GIVEN TASK:
Reproduce every line of the listing from the one containing "of the grassy" down to and including the one containing "[[82, 355], [657, 367]]". Shift each point coordinate by adding 125 to it, and leave all other text unchanged.

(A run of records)

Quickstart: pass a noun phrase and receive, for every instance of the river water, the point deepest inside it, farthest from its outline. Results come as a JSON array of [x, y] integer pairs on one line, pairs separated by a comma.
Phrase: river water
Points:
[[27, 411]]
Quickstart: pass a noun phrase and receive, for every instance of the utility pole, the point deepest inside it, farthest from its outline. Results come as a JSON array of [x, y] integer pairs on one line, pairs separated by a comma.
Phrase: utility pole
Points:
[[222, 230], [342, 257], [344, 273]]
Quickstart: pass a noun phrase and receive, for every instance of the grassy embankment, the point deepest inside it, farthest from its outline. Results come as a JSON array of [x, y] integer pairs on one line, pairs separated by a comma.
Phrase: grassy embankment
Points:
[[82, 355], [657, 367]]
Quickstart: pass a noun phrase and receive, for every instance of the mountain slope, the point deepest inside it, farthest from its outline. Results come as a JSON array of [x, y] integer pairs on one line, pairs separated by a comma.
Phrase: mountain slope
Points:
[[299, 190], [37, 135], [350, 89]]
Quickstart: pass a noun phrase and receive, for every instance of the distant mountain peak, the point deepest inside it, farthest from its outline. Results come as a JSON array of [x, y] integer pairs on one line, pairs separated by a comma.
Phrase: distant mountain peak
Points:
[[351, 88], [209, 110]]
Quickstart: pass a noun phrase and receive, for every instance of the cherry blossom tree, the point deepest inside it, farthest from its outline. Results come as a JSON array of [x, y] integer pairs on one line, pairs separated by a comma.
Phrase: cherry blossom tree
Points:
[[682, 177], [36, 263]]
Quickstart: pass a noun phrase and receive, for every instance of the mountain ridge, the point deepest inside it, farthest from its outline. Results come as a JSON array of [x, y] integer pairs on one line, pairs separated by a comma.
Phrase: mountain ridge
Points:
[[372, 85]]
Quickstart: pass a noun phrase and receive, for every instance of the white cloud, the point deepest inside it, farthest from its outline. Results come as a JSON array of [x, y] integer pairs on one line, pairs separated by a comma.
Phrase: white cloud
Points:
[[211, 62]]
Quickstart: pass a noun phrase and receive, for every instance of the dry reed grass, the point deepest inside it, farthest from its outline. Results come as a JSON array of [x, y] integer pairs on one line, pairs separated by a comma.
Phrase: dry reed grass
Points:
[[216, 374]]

ANSWER TO THE PROBLEM:
Quickstart: pass a noun phrase and receive, for every instance of the grassy embankment, the point deepest inside it, farthest from its outline. Results come as a JSON array of [x, y] integer pairs on one line, pairs separated by a comma.
Phrase: grassy embankment
Points:
[[207, 480], [782, 492]]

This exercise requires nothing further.